Data supplied below:

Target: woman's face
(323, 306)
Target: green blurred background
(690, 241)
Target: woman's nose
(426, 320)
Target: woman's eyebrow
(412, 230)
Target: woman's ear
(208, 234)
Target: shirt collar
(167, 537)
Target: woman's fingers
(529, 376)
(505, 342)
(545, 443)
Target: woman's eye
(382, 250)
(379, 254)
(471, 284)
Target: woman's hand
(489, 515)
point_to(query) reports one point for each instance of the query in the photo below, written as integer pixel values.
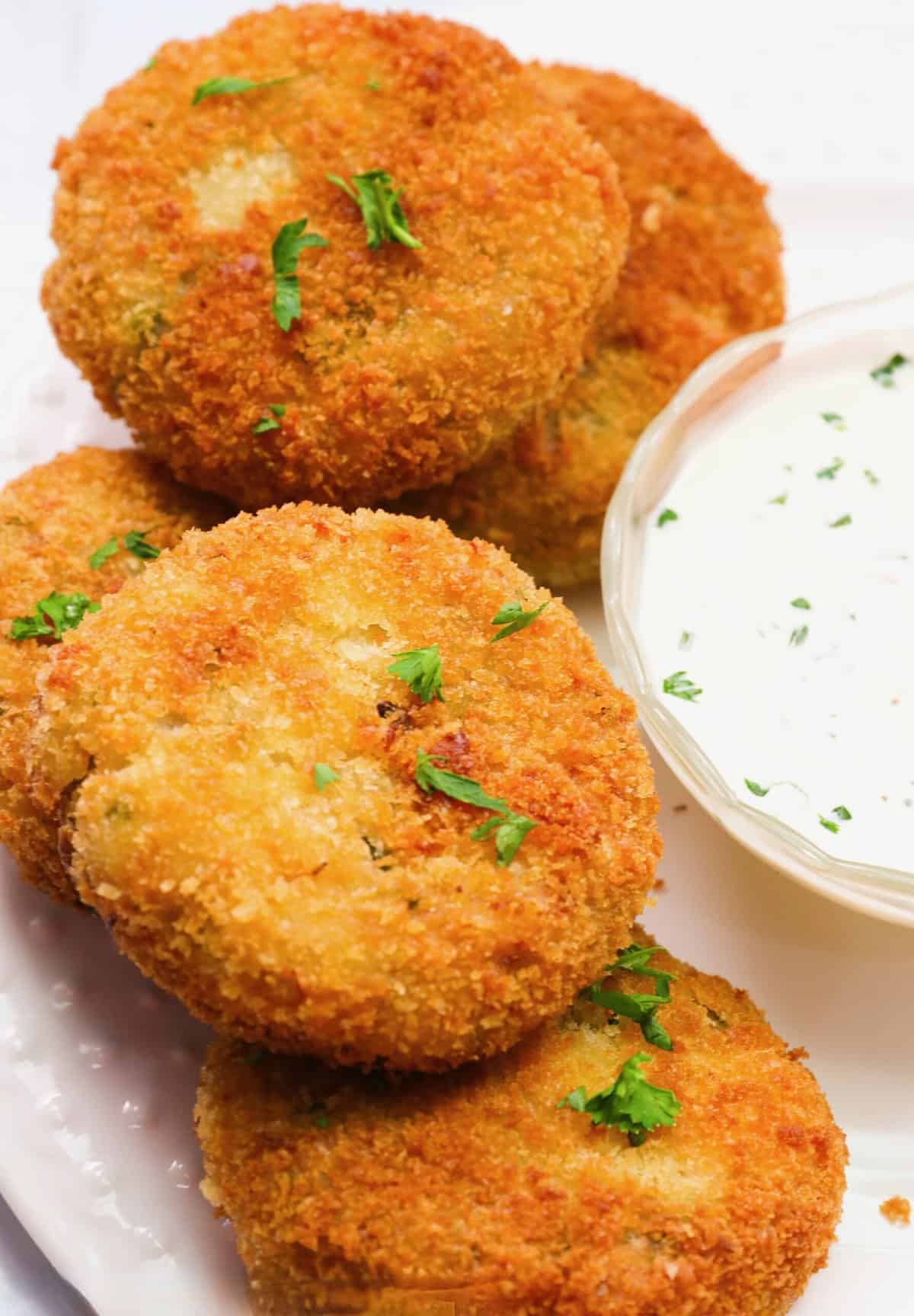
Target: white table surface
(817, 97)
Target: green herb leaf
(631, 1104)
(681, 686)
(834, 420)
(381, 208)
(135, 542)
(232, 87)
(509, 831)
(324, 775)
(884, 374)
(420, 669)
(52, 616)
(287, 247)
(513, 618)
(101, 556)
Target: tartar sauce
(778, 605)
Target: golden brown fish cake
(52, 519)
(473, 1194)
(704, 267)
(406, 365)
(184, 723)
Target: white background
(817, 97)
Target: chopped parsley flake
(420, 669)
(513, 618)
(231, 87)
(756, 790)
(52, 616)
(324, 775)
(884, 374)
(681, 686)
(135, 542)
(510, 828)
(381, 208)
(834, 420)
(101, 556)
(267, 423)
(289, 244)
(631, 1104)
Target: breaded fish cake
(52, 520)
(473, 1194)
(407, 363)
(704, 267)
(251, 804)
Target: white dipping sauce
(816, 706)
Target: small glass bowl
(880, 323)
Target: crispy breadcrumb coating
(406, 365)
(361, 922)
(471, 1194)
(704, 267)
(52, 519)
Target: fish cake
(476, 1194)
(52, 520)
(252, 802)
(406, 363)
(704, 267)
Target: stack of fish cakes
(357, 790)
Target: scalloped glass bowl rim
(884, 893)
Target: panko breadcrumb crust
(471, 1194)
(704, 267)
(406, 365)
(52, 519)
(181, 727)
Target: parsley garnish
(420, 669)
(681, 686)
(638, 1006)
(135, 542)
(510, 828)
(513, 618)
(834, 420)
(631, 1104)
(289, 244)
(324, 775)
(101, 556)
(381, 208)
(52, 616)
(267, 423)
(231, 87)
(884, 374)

End of Data supplied.

Directions:
Copy word for word the stretch of entries above from the line that has "Target: woman's nose" through the line that has "point_to(query) reports one", both ends included, and nothing outside it.

Result for this exercise:
Target: woman's nose
(426, 320)
Target: woman's eyebrow
(412, 230)
Target: woman's ear
(208, 234)
Target: shirt collar
(167, 537)
Target: woman's fingers
(529, 376)
(505, 342)
(545, 443)
Target: woman's eye
(382, 250)
(379, 254)
(471, 284)
Target: woman's hand
(489, 515)
point_to(query) reports one point for each instance of the query in the photo below, written as integer pixel values.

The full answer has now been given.